YOUR ASSIGNMENT:
Return, word for word, only the lines from the one containing "Where can the track" through the last line of the entries.

*** EXTRACTED DATA ***

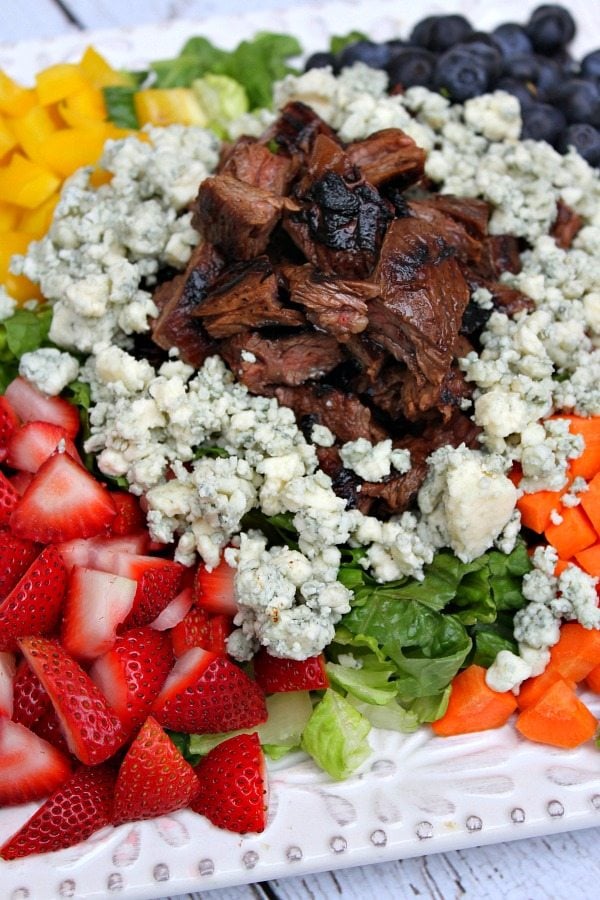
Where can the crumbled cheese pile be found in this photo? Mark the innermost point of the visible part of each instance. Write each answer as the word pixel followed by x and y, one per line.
pixel 106 244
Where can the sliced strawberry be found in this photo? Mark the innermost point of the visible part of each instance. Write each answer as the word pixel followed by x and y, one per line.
pixel 30 405
pixel 96 553
pixel 33 606
pixel 95 605
pixel 16 555
pixel 133 672
pixel 21 481
pixel 154 778
pixel 275 675
pixel 9 422
pixel 82 805
pixel 192 631
pixel 214 590
pixel 30 700
pixel 34 442
pixel 7 676
pixel 206 693
pixel 92 729
pixel 62 502
pixel 129 518
pixel 158 582
pixel 174 612
pixel 233 785
pixel 29 767
pixel 8 499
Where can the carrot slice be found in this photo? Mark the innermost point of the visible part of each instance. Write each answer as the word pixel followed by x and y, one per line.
pixel 558 718
pixel 535 508
pixel 576 653
pixel 574 533
pixel 473 705
pixel 534 688
pixel 589 559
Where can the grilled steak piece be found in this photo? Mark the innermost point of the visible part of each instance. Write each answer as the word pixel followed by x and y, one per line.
pixel 343 414
pixel 243 298
pixel 177 299
pixel 261 363
pixel 336 305
pixel 386 155
pixel 237 218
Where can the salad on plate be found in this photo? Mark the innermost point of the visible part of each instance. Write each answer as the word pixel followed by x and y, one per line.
pixel 300 419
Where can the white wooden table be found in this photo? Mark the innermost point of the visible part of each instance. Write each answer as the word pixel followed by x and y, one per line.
pixel 559 867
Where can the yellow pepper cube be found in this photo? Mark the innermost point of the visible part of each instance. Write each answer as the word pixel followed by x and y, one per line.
pixel 26 183
pixel 32 131
pixel 58 81
pixel 36 222
pixel 168 106
pixel 70 148
pixel 86 105
pixel 18 286
pixel 8 140
pixel 14 99
pixel 99 72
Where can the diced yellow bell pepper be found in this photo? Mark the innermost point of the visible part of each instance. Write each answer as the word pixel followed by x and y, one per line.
pixel 36 222
pixel 26 183
pixel 70 148
pixel 58 81
pixel 18 286
pixel 33 130
pixel 7 139
pixel 9 216
pixel 168 106
pixel 99 72
pixel 14 99
pixel 84 106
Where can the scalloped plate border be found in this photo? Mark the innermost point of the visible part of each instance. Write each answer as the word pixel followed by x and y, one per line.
pixel 416 794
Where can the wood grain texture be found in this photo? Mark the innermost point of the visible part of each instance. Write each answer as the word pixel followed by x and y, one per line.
pixel 560 867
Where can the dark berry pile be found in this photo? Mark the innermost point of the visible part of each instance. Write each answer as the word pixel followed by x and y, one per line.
pixel 559 96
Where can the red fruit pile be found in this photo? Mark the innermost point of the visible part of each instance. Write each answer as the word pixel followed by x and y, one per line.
pixel 104 643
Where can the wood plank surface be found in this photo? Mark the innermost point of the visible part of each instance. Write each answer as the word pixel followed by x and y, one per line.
pixel 559 867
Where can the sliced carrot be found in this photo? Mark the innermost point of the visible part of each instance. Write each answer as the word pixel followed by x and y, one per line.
pixel 574 533
pixel 590 501
pixel 576 653
pixel 592 680
pixel 534 688
pixel 473 706
pixel 535 508
pixel 589 559
pixel 559 718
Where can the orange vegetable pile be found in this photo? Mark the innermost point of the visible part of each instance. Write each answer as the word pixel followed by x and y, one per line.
pixel 46 133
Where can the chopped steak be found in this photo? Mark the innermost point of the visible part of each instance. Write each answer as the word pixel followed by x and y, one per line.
pixel 237 218
pixel 343 414
pixel 261 363
pixel 386 155
pixel 243 298
pixel 177 300
pixel 336 305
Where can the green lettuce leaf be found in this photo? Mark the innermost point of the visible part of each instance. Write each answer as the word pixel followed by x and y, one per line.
pixel 336 736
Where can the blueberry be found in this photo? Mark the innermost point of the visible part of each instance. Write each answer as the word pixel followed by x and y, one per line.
pixel 590 65
pixel 580 101
pixel 412 66
pixel 460 74
pixel 542 122
pixel 550 28
pixel 320 60
pixel 511 39
pixel 375 55
pixel 523 67
pixel 586 140
pixel 518 89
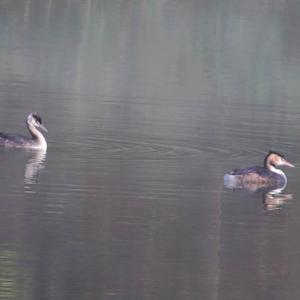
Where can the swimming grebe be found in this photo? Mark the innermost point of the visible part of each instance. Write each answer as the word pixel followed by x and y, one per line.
pixel 266 175
pixel 34 121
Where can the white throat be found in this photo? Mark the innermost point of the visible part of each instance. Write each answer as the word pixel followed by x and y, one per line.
pixel 39 140
pixel 278 171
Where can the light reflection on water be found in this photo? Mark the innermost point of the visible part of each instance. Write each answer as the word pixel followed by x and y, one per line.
pixel 147 106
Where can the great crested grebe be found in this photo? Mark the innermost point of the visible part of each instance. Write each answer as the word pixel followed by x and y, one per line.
pixel 37 140
pixel 266 175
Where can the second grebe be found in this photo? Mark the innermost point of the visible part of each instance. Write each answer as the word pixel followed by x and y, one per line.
pixel 37 140
pixel 267 175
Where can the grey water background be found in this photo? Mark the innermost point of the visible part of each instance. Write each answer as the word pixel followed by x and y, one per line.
pixel 148 104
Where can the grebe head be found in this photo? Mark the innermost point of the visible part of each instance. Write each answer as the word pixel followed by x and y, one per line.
pixel 34 120
pixel 275 159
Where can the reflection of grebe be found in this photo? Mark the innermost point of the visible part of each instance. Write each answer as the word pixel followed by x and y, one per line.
pixel 275 199
pixel 37 141
pixel 268 175
pixel 34 164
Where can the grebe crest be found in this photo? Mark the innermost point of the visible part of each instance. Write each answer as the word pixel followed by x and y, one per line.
pixel 37 140
pixel 267 175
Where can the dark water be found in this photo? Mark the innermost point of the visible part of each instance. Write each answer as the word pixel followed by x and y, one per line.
pixel 147 104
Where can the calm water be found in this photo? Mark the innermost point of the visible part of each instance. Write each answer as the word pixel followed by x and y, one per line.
pixel 148 104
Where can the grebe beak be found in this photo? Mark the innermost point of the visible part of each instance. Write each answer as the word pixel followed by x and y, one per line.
pixel 288 164
pixel 43 127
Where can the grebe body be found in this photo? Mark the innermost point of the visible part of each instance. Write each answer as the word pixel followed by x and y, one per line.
pixel 37 140
pixel 265 175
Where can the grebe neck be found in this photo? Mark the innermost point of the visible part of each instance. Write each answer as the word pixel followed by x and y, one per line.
pixel 38 138
pixel 277 171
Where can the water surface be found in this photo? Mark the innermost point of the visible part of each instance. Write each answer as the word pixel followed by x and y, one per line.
pixel 147 106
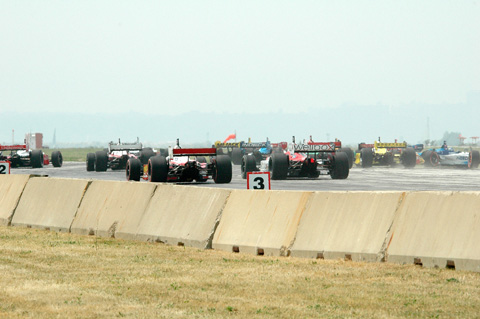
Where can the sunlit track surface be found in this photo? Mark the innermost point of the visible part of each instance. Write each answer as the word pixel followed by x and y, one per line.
pixel 378 179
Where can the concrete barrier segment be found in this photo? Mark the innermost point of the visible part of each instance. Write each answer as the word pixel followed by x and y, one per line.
pixel 11 189
pixel 49 203
pixel 438 229
pixel 110 206
pixel 260 222
pixel 346 225
pixel 179 215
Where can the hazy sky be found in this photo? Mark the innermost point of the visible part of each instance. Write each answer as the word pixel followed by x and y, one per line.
pixel 241 56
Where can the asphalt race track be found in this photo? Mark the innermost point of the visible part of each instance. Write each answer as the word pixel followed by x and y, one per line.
pixel 371 179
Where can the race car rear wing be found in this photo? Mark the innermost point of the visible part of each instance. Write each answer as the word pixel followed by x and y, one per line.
pixel 195 151
pixel 234 145
pixel 19 147
pixel 125 147
pixel 314 147
pixel 390 145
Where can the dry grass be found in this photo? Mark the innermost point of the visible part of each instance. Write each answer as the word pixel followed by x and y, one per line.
pixel 55 275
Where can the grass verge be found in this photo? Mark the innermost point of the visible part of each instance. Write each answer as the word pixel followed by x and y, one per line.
pixel 51 275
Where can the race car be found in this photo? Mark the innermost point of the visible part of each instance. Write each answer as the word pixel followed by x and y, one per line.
pixel 347 150
pixel 301 160
pixel 385 154
pixel 237 150
pixel 20 156
pixel 183 165
pixel 447 156
pixel 116 156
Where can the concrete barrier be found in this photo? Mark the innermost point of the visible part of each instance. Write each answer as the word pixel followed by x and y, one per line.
pixel 49 203
pixel 260 222
pixel 350 225
pixel 179 215
pixel 11 188
pixel 438 229
pixel 107 205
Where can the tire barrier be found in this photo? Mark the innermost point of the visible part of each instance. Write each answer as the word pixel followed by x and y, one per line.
pixel 260 222
pixel 49 203
pixel 432 229
pixel 11 189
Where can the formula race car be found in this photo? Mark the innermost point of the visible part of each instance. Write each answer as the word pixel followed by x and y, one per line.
pixel 447 156
pixel 301 160
pixel 117 155
pixel 183 165
pixel 236 151
pixel 21 156
pixel 385 154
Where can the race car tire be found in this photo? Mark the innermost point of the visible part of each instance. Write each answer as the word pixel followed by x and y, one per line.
pixel 57 159
pixel 278 165
pixel 237 156
pixel 248 165
pixel 157 169
pixel 90 162
pixel 473 159
pixel 340 167
pixel 258 156
pixel 145 155
pixel 133 169
pixel 367 157
pixel 409 158
pixel 222 170
pixel 431 158
pixel 349 153
pixel 36 158
pixel 101 161
pixel 163 152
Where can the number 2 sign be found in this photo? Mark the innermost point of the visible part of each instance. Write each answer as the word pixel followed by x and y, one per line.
pixel 4 167
pixel 258 180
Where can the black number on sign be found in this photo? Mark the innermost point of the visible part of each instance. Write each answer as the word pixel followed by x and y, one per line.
pixel 260 183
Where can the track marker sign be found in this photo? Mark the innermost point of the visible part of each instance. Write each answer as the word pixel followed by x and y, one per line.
pixel 258 180
pixel 4 167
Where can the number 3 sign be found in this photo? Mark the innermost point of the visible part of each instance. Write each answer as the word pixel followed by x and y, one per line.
pixel 258 180
pixel 4 167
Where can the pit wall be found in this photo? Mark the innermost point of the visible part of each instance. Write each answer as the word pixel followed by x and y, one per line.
pixel 432 229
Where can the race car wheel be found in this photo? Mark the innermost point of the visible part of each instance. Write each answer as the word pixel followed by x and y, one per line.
pixel 473 159
pixel 163 152
pixel 431 158
pixel 367 157
pixel 145 155
pixel 133 169
pixel 237 156
pixel 222 170
pixel 278 165
pixel 101 160
pixel 409 158
pixel 90 162
pixel 258 156
pixel 349 153
pixel 340 167
pixel 57 159
pixel 157 169
pixel 36 158
pixel 248 165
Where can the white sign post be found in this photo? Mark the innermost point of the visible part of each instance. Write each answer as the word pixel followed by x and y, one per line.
pixel 4 167
pixel 258 180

*** End of EXTRACTED DATA ***

RESULT:
Where can the track marker sign be found in this photo? Mark the innermost point of the visible part of each instance. Write each answer as the word pixel followed by x and y, one per line.
pixel 258 180
pixel 4 167
Where can the number 3 sign be found in this photo? Mark the innermost point of the visible part of each instance. Write each answer as the word pixel followed by x and y, one per line.
pixel 258 180
pixel 4 167
Where can the pit wall be found in this photo? Mark the innermost point of the visible part of each instance. Write each answer as the word pixel followed by x and y, one per line.
pixel 432 229
Where can the race car wheel be found in this photo? Mark the innermost point of the visible part of each instance. Write each answer as the word pixel followed by x and y, one per line.
pixel 473 159
pixel 163 152
pixel 431 158
pixel 367 157
pixel 145 155
pixel 133 169
pixel 237 156
pixel 222 170
pixel 278 165
pixel 101 160
pixel 409 158
pixel 90 162
pixel 258 156
pixel 349 153
pixel 340 167
pixel 57 159
pixel 157 169
pixel 36 158
pixel 248 165
Where can the white sign post be found in this photo? Mark the innermost point of the visible part of each instance. Write each answer as the word pixel followed by x and y, one per line.
pixel 4 167
pixel 258 180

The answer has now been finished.